==== Data to examine

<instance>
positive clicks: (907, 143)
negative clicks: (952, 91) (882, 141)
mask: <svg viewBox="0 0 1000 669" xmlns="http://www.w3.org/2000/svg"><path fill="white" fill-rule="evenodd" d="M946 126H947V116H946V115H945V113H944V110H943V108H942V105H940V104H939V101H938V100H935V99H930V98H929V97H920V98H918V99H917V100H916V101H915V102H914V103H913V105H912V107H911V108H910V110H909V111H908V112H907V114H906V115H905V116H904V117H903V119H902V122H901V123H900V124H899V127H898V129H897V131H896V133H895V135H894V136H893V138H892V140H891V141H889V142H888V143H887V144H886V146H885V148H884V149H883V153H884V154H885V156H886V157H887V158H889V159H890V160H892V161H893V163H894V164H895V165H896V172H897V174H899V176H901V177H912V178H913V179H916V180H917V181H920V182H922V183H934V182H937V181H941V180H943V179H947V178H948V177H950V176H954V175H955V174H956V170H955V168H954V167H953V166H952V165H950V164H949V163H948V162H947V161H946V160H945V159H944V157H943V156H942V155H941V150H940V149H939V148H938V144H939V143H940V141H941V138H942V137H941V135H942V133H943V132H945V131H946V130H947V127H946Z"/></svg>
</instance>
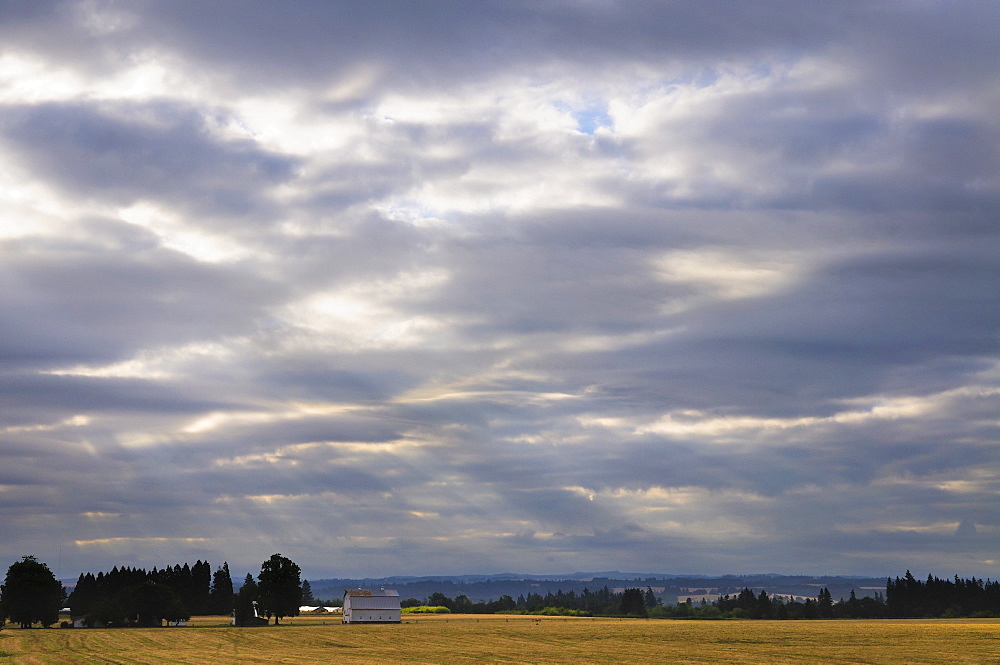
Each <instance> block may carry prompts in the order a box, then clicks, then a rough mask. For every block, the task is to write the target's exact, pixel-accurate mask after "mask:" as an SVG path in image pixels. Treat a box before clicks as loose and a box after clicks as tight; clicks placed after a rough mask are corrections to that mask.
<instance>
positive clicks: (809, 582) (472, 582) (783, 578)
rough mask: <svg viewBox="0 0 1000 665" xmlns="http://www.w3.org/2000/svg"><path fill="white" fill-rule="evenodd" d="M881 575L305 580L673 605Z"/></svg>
mask: <svg viewBox="0 0 1000 665" xmlns="http://www.w3.org/2000/svg"><path fill="white" fill-rule="evenodd" d="M885 582H886V578H884V577H843V576H809V575H777V574H755V575H722V576H709V575H665V574H654V573H622V572H619V571H610V572H607V571H606V572H597V573H569V574H561V575H529V574H518V573H500V574H495V575H450V576H448V575H443V576H436V575H435V576H425V577H419V576H392V577H380V578H362V579H353V578H327V579H316V580H309V584H310V586H311V587H312V592H313V595H314V596H315V597H316V598H320V599H323V600H339V599H341V598H342V597H343V595H344V590H345V589H353V588H357V587H361V588H378V587H386V588H392V589H395V590H397V591H399V595H400V597H401V598H403V599H407V598H416V599H417V600H423V599H425V598H427V597H428V596H430V595H431V594H432V593H443V594H444V595H446V596H448V597H449V598H455V597H456V596H460V595H465V596H468V597H469V599H470V600H471V601H472V602H481V601H491V600H496V599H497V598H499V597H501V596H503V595H509V596H511V597H512V598H514V599H515V600H516V599H517V597H518V596H519V595H522V594H523V595H527V594H529V593H537V594H541V595H545V594H546V593H549V592H551V593H556V592H558V591H563V592H564V593H568V592H570V591H574V592H576V593H579V592H581V591H583V590H584V589H585V588H588V589H590V590H591V591H594V590H597V589H601V588H603V587H605V586H607V587H608V588H610V589H612V590H619V591H620V590H622V589H625V588H628V587H639V588H642V589H646V588H647V587H648V588H652V589H653V592H654V593H655V594H656V596H657V597H658V598H660V599H661V600H662V601H663V602H664V603H665V604H674V603H676V602H678V601H684V600H685V599H687V598H692V599H693V600H695V601H699V600H701V599H702V598H707V599H709V600H711V599H713V598H715V597H718V596H721V595H726V594H729V595H736V594H739V592H740V591H742V590H743V589H744V588H750V589H752V590H753V591H754V592H758V593H759V592H760V591H761V590H764V591H767V593H768V594H769V595H780V596H795V597H799V598H815V597H816V596H817V594H818V593H819V590H820V589H821V588H823V587H826V588H828V589H829V590H830V594H831V595H832V597H833V598H834V600H839V599H840V598H845V599H846V598H847V597H848V596H849V595H850V593H851V591H852V590H853V591H854V592H855V594H856V595H857V596H858V597H859V598H861V597H864V596H874V595H875V594H876V593H881V594H884V593H885Z"/></svg>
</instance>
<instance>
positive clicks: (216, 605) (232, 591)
mask: <svg viewBox="0 0 1000 665" xmlns="http://www.w3.org/2000/svg"><path fill="white" fill-rule="evenodd" d="M208 611H209V613H210V614H229V613H230V612H232V611H233V578H232V576H231V575H230V574H229V562H228V561H223V562H222V566H220V567H219V568H218V569H217V570H216V571H215V572H214V573H213V574H212V590H211V591H209V593H208Z"/></svg>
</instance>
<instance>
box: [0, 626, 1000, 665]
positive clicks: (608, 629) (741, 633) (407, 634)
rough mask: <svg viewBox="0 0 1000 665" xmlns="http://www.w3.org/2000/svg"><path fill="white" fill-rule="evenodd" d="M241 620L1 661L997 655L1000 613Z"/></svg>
mask: <svg viewBox="0 0 1000 665" xmlns="http://www.w3.org/2000/svg"><path fill="white" fill-rule="evenodd" d="M285 621H286V623H285V624H283V625H281V626H277V627H275V626H268V627H260V628H232V627H230V626H229V625H228V621H227V618H226V617H197V618H195V620H193V621H192V623H191V624H190V625H189V626H187V627H181V628H153V629H141V628H134V629H109V630H101V629H98V630H86V629H58V628H52V629H48V630H40V629H35V630H21V629H19V628H12V627H9V626H8V627H7V628H6V629H4V630H2V631H0V663H26V664H27V663H31V664H33V663H60V664H63V663H199V664H200V663H329V662H337V663H398V662H407V663H574V664H579V663H610V662H614V663H663V662H686V663H912V664H916V663H975V664H977V665H981V664H983V663H993V664H996V663H1000V620H998V619H965V620H962V619H955V620H943V619H941V620H905V621H889V620H887V621H797V622H792V621H700V622H699V621H663V620H659V621H657V620H643V619H589V618H566V617H525V616H511V617H506V616H476V615H450V616H440V615H439V616H419V617H414V616H410V617H407V618H405V619H404V623H402V624H397V625H370V626H361V625H353V626H345V625H342V624H340V623H339V618H335V617H295V618H292V619H286V620H285Z"/></svg>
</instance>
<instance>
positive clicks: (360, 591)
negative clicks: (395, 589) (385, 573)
mask: <svg viewBox="0 0 1000 665" xmlns="http://www.w3.org/2000/svg"><path fill="white" fill-rule="evenodd" d="M343 621H344V623H399V622H400V621H402V611H401V610H400V609H399V592H398V591H391V590H386V589H379V590H378V591H369V590H368V589H347V590H346V591H344V619H343Z"/></svg>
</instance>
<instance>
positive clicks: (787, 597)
mask: <svg viewBox="0 0 1000 665" xmlns="http://www.w3.org/2000/svg"><path fill="white" fill-rule="evenodd" d="M650 616H662V617H664V618H673V619H729V618H732V619H879V618H883V617H885V616H887V615H886V612H885V601H884V599H883V598H882V596H881V594H876V595H875V597H874V598H871V597H867V596H866V597H863V598H858V597H857V596H856V595H855V593H854V591H851V596H850V598H849V599H847V600H844V599H840V601H839V602H834V600H833V597H832V596H831V594H830V590H829V589H827V588H825V587H824V588H822V589H820V590H819V594H818V595H817V597H816V598H815V599H812V598H806V599H804V600H798V599H796V598H793V597H790V596H770V595H768V593H767V592H766V591H763V590H762V591H761V592H760V593H759V594H754V592H753V591H751V590H750V589H748V588H744V589H743V591H741V592H740V593H739V594H738V595H736V596H729V595H726V596H723V597H722V598H719V599H718V600H716V601H715V602H712V603H708V602H702V603H701V604H700V605H695V604H694V603H692V602H691V601H690V600H688V601H687V602H684V603H678V604H677V605H676V606H674V607H662V608H657V611H656V612H655V613H651V614H650Z"/></svg>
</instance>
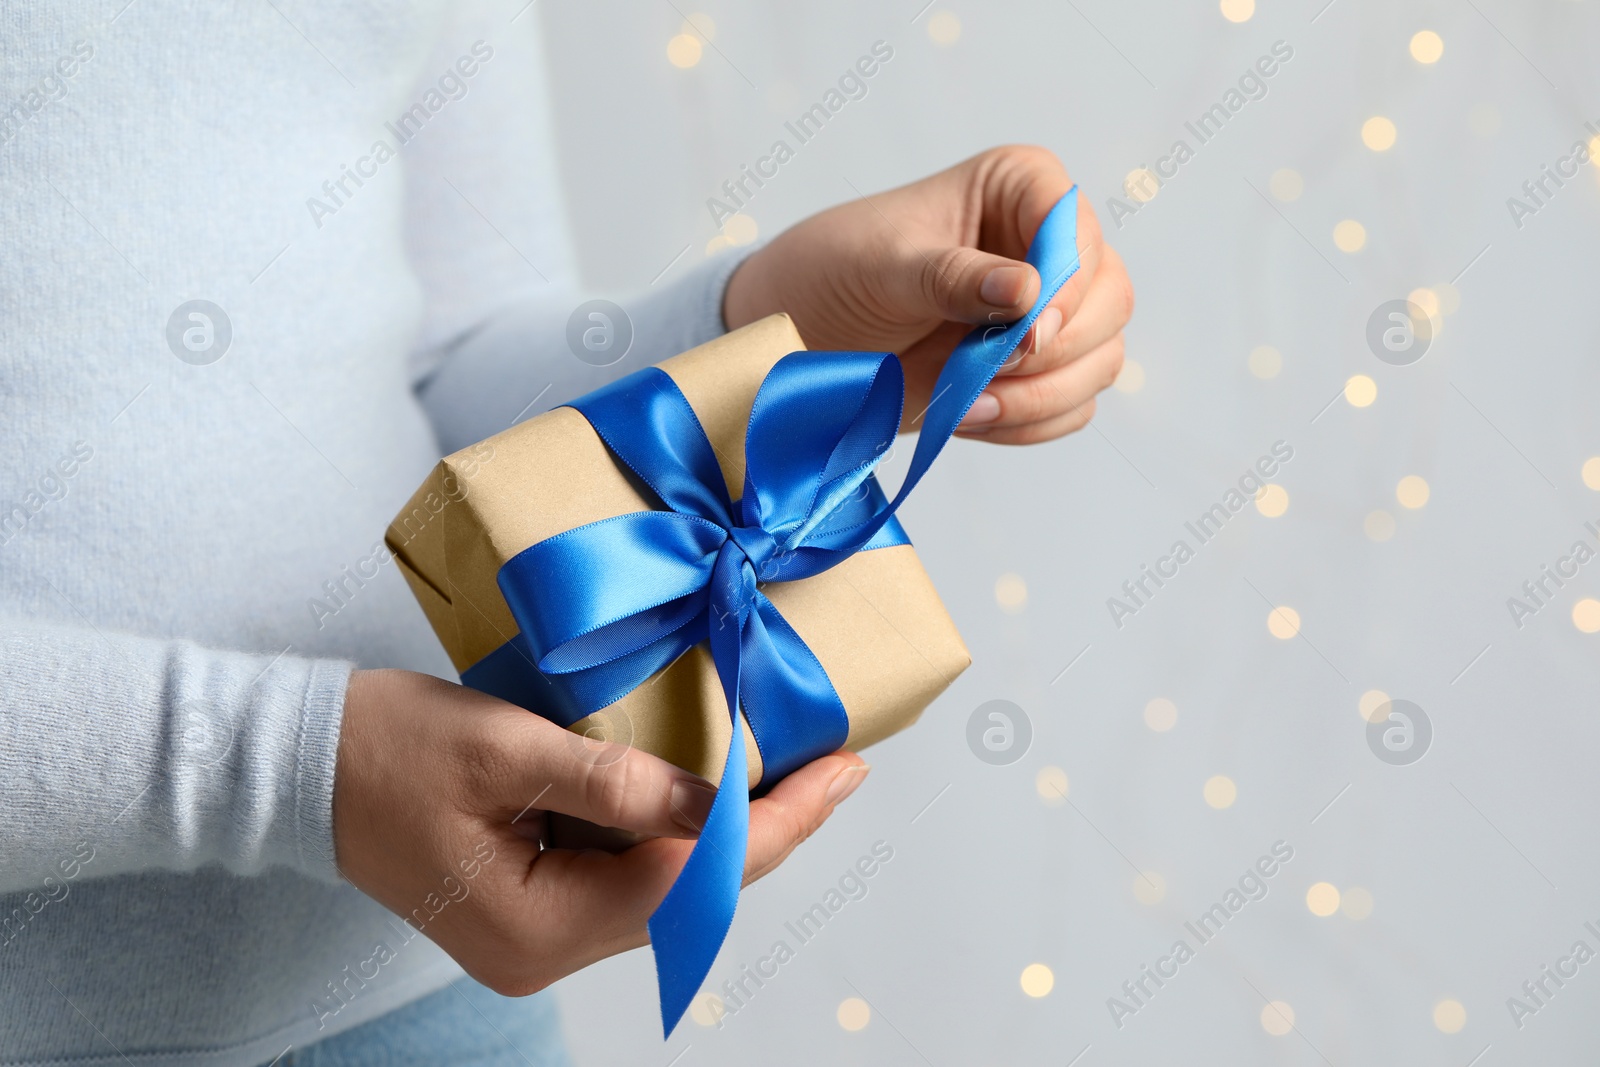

========

Give the lines from the start of the source records through the line containing "negative clicks: (952, 91) (882, 141)" as a Markdown table with a Row column numbering each line and a Line column holding its text. Leave out any blank lines.

# Finished exercise
| Row | Line |
|---|---|
| 1 | <instance> |
| 2 | positive clicks: (907, 143) |
| 3 | negative clicks: (952, 91) (882, 141) |